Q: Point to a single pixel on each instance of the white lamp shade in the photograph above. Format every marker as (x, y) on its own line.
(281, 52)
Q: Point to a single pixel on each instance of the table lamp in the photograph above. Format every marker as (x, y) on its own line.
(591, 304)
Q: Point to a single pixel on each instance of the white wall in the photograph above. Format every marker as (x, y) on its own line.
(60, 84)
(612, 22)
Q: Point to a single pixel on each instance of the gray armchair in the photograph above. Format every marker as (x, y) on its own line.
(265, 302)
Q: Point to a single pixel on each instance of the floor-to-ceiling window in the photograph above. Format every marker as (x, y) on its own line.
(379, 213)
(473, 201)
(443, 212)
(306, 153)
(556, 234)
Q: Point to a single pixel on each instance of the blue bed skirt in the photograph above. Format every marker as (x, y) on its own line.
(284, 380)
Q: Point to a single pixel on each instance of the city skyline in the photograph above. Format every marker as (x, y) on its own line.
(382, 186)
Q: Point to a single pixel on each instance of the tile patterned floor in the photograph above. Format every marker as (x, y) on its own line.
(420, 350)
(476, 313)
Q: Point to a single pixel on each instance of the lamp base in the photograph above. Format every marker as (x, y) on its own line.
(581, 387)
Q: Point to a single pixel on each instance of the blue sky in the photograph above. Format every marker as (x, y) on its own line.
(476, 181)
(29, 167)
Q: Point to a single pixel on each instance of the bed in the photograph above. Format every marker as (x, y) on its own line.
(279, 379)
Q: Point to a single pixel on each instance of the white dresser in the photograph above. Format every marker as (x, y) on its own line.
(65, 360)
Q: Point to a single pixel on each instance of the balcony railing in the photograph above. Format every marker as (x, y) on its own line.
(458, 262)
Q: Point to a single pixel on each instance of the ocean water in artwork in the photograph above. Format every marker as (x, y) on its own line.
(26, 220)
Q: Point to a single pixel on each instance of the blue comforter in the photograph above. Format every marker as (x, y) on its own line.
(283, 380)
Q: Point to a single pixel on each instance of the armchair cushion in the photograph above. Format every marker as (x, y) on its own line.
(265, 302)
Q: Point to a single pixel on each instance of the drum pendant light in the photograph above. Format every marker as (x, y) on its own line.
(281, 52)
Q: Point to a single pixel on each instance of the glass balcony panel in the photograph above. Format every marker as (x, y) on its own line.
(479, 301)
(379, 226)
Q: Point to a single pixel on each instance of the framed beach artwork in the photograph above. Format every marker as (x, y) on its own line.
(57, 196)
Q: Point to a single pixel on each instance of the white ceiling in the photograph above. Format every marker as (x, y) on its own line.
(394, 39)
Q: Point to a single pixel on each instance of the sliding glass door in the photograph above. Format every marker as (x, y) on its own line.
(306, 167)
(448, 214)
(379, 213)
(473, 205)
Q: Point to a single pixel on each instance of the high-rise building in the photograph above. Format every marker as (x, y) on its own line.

===============

> Exercise aim: Nothing but the lines from the one with "instance of the bed" through the last line should be repeated, each exactly as it stands.

> Response below:
Q: Point to a single pixel on each instance of the bed in the photograph above. Format every marker as (x, y) on its own line.
(279, 379)
Q: Point to a single pixel on each instance of the white dresser in the photograph above. Format every marker as (x, y) on its own line.
(65, 360)
Q: Point to a single pixel on each instance of the balcony railing in the photograph above. Format every marker as (x, y) on its own line.
(458, 262)
Q: Point to a single pixel on each instance of the ocean water in artwork in the photograph above. Format every marker as (x, y) on its own line.
(26, 220)
Q: Point to a single pixel on each instance of the blue comforter in the photograph above. Format every marker as (x, y) on its own line.
(283, 380)
Q: Point to a single pixel on each instance of the armchair cushion in the photograph above. Format every marker as (x, y) on its own line.
(265, 302)
Q: Point to a single pixel on each instance of the drum pendant light in the photograph above. Format every marker as (x, y) on its own line.
(281, 52)
Q: Point to a single pixel on each instance of the glass balcony panel in the photograph above. Format every marker as (x, y) on its own line.
(479, 301)
(379, 226)
Q: Point to a single pixel on each instance of the framed beach artwork in the photograph above. Format every marker as (x, y) on its own line.
(57, 196)
Q: Point to a single pixel on each instance of the white ceiling in the photograph above. Format every marker as (x, y) on its own line.
(394, 39)
Q: Point to a single pixel on each instance of the sliding glass door in the photograph above. Format every marker as (x, y) on its own line.
(306, 167)
(448, 214)
(379, 213)
(473, 205)
Q: Point to a single pixel on each instance of the high-rise building in the photograph above. Format every marker as (x, y) on its own line.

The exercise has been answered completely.